Task details: Your task is to extract every entry that follows word for word while excluding the pictures.

The data:

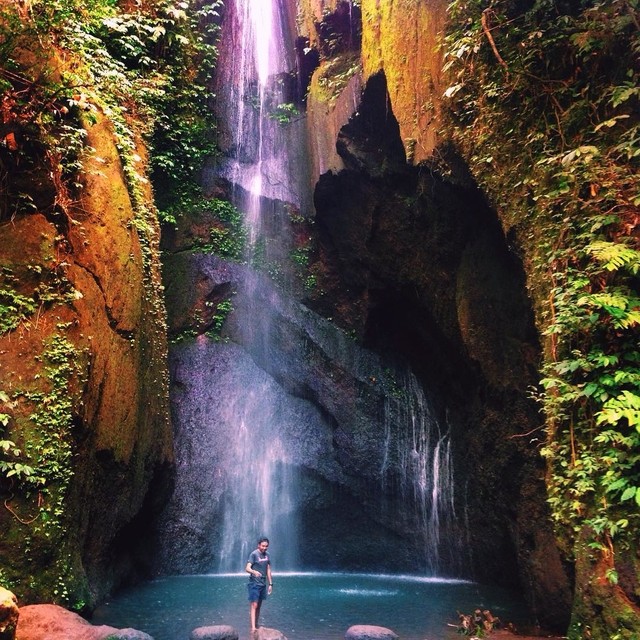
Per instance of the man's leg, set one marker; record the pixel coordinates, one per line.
(258, 607)
(254, 613)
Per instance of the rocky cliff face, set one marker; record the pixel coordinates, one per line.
(83, 371)
(413, 261)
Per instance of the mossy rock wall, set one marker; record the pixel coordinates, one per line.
(85, 375)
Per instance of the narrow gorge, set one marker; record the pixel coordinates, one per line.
(329, 312)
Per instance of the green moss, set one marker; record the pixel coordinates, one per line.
(542, 103)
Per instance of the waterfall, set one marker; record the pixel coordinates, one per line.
(260, 483)
(418, 460)
(288, 426)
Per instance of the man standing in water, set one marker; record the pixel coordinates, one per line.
(260, 584)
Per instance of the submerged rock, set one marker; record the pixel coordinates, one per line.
(264, 633)
(369, 632)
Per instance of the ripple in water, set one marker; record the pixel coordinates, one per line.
(318, 606)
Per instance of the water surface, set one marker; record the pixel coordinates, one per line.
(307, 606)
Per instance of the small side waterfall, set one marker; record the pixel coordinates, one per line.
(418, 460)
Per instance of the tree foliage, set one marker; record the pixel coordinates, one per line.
(544, 101)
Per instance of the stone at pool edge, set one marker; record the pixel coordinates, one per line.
(215, 632)
(369, 632)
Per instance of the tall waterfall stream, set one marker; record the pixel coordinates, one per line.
(290, 429)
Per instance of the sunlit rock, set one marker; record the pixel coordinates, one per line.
(51, 622)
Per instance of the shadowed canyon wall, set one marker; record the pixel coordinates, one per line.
(413, 261)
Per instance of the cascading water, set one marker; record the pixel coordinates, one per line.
(259, 496)
(418, 459)
(289, 428)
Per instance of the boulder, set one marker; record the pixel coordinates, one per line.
(369, 632)
(264, 633)
(214, 632)
(8, 614)
(51, 622)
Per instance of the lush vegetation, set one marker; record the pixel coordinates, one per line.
(64, 65)
(544, 101)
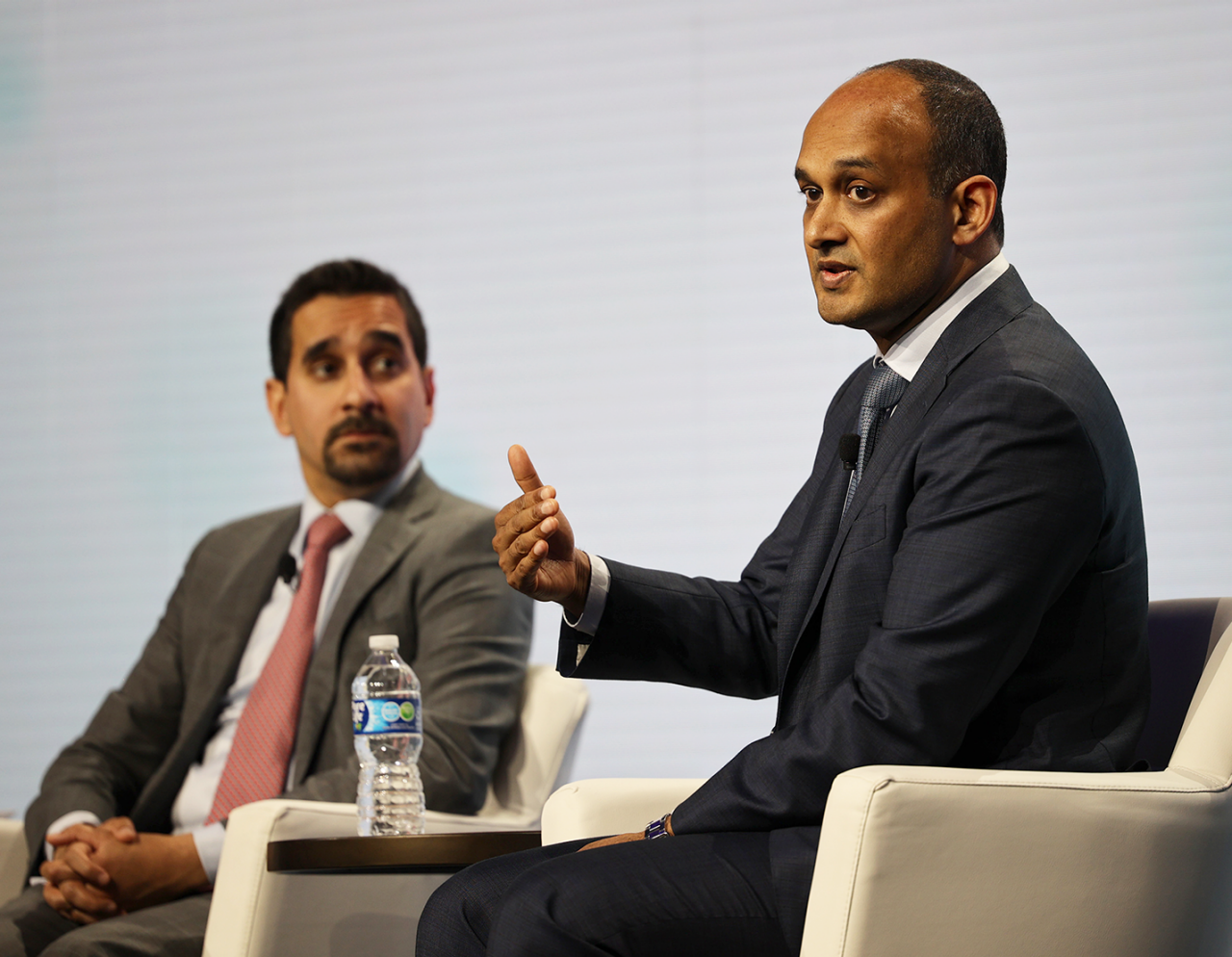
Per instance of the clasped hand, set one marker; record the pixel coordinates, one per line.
(535, 542)
(108, 869)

Solved exercise:
Per instance of the man's leg, set one marker; record the pixel coordinates, one per line.
(258, 607)
(254, 613)
Per instance of the rocky cliff face, set one marker; record the pixel coordinates, one per line.
(83, 371)
(413, 261)
Per instance of the mossy rock wall, set one marker; record the pixel coordinates, one per line.
(85, 375)
Per instance of the narrow gorge, set one marker; record the pixel coordinates, one per line.
(329, 312)
Per instance of the green moss, set one marker; record the pixel coordinates, one per line.
(542, 103)
Per instance of the waterfall, set one marker; record the pixel coordinates, one per line.
(260, 483)
(418, 460)
(288, 426)
Per instance of the man standing in water, set one marker; record the pixel coordinates, one per line.
(260, 584)
Per instance of the submerged rock, set one marker; record the pixel coordinates, one per line.
(264, 633)
(369, 632)
Per instance of the ripple in water, set one marker; record the pixel coordinates, one per line.
(318, 606)
Per instance of the water surface, set one marker; record the pixel coordinates, one per line.
(307, 606)
Per instance of the small side waterfall, set one marker; record the pixel coordinates, one per line.
(418, 460)
Per instance of the tree foliage, set one marker; record the pixel coordinates, one per line.
(544, 101)
Per instance of the stone at pool edge, set one marker; record the pixel coordinates, one per line.
(215, 632)
(369, 632)
Per instance of the tall waterfall stream, set one marker; record the pixel coordinates, one per line.
(290, 429)
Per instance of the sunlit rock, set one marker; record the pixel coordinates, one per line.
(51, 622)
Per instance of the shadowed canyon wall, set one marker; record the pixel coordinates, one per line.
(413, 261)
Per instance of the cascading water, set one marker; record the pixel coordinates, one per line.
(259, 496)
(418, 459)
(289, 428)
Per instance of the boulder, set one marker; record the pixel coordinates, one per line.
(369, 632)
(264, 633)
(214, 632)
(8, 614)
(51, 622)
Per instance of the lush vegetation, set one marker; record the pixel coordinates, one per line.
(64, 65)
(544, 101)
Per instance of the clasped hand, set one marker; record the pixel coordinates, one per line.
(535, 542)
(108, 869)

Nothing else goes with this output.